> _Exercise objective_:
How many lines in the records below contain the string "stroller"? Reply with the number alone.

++++ Records for processing

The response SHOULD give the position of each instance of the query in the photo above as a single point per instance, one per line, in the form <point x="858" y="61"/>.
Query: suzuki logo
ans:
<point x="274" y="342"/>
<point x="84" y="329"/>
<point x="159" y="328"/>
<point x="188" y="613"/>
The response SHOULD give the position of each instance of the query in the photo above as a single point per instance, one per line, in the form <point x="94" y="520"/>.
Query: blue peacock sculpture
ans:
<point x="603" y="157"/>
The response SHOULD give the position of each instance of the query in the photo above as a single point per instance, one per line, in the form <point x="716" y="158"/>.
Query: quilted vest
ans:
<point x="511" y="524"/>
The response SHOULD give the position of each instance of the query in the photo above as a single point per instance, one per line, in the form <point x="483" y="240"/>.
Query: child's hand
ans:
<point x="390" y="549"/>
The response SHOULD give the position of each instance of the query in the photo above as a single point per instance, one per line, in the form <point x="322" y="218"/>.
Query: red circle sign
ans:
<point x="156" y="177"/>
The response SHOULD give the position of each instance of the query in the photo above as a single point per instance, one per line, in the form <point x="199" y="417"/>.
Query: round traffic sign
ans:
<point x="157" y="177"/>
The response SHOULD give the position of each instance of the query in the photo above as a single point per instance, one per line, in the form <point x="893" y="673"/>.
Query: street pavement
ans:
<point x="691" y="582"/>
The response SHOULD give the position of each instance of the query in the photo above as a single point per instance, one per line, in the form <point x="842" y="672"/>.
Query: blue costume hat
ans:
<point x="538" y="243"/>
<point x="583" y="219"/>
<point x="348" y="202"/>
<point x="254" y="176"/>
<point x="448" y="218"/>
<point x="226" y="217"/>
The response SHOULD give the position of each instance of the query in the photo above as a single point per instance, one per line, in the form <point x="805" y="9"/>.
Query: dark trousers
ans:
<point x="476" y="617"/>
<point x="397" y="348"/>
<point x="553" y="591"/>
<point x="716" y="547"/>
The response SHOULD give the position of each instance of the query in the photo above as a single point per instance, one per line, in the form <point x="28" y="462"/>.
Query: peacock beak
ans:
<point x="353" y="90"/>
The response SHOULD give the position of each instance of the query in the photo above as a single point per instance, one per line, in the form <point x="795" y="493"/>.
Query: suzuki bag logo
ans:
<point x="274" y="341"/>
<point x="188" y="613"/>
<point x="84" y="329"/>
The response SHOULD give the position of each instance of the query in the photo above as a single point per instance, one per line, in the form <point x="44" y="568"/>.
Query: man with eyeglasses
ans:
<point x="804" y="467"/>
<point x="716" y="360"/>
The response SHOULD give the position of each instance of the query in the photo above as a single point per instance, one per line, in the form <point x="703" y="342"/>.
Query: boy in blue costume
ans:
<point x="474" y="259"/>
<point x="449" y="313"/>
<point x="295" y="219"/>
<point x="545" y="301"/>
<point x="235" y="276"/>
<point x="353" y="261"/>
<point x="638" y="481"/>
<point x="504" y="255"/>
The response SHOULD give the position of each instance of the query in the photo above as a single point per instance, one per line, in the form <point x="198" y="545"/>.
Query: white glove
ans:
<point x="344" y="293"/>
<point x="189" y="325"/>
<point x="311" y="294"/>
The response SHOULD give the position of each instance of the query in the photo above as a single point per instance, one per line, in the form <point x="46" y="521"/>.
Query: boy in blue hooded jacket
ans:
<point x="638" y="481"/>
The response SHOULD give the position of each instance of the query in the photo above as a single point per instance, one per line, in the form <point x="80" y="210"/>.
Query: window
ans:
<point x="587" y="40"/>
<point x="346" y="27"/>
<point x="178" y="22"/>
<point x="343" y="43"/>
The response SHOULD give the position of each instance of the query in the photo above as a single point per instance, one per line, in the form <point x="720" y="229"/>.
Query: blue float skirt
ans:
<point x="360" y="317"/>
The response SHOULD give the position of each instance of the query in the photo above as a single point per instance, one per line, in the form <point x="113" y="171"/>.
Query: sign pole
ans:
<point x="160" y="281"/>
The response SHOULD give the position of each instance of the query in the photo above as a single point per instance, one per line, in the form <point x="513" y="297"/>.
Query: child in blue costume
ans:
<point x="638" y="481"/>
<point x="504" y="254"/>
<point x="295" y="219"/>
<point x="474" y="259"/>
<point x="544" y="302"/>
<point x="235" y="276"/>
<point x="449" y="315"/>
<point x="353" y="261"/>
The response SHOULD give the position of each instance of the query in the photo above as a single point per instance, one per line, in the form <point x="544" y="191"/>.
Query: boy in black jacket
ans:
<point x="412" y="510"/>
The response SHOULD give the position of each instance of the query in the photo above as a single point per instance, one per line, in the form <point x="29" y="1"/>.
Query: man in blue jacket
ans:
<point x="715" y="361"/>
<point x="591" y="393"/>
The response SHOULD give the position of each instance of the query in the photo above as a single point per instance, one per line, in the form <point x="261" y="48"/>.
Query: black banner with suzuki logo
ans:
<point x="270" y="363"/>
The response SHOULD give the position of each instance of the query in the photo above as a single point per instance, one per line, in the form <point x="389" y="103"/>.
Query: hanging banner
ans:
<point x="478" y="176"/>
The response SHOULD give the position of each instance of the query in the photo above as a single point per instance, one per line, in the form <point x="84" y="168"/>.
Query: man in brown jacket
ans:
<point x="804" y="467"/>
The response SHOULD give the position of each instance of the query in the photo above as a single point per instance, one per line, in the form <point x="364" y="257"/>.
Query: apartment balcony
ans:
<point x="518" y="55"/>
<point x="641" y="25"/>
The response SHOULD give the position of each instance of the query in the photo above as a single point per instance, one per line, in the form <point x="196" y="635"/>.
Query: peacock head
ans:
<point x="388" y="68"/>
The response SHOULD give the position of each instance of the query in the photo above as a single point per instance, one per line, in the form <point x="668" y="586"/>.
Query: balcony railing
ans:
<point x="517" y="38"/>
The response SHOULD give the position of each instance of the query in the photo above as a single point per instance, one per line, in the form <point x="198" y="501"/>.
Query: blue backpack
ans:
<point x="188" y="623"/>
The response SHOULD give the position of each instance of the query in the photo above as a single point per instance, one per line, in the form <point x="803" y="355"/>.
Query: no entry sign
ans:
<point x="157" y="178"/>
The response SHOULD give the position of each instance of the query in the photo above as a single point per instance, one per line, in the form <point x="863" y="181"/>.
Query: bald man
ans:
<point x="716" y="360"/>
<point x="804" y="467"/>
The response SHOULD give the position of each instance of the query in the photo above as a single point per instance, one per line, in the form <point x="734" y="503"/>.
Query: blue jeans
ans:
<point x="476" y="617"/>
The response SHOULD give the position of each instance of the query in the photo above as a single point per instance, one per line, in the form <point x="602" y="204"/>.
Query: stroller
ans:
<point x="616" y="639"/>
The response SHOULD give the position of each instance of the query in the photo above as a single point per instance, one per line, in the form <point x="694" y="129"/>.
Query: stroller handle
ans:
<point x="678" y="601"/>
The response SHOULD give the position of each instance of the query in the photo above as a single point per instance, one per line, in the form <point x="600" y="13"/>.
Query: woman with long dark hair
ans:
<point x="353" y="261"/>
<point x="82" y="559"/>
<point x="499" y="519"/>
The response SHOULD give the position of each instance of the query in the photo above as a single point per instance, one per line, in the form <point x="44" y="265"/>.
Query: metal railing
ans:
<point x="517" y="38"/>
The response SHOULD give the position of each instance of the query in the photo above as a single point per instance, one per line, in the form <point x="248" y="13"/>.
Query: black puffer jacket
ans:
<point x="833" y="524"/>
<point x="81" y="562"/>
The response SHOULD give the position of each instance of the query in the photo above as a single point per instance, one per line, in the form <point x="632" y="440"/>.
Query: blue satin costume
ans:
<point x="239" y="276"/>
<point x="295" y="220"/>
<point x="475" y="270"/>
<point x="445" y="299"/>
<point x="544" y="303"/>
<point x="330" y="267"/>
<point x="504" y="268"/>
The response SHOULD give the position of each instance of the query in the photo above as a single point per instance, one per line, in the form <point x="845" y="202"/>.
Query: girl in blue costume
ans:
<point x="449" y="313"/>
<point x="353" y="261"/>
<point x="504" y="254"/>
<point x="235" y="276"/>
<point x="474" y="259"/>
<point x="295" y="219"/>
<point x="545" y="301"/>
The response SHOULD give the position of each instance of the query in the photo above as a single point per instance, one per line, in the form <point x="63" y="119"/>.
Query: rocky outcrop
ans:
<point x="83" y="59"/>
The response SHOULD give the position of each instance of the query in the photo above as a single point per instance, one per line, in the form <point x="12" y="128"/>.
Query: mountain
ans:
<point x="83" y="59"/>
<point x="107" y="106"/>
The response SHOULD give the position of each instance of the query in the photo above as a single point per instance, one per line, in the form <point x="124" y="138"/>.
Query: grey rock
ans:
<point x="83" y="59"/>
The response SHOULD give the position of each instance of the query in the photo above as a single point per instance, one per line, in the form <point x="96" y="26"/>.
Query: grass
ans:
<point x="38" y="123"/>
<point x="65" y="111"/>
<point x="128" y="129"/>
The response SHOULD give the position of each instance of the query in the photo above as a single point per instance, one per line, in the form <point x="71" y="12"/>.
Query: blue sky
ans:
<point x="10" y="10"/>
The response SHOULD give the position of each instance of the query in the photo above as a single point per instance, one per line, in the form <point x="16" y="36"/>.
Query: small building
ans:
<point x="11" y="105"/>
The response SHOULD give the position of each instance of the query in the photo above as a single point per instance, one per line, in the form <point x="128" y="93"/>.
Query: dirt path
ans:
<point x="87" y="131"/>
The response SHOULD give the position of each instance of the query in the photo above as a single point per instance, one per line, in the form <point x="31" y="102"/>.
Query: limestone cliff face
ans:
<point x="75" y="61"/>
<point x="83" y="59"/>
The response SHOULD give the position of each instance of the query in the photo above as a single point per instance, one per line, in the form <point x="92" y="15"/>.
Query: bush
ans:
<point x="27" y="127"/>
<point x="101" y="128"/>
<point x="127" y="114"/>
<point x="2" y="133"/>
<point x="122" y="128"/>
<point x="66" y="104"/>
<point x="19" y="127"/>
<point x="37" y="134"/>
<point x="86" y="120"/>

++++++++

> _Final answer_:
2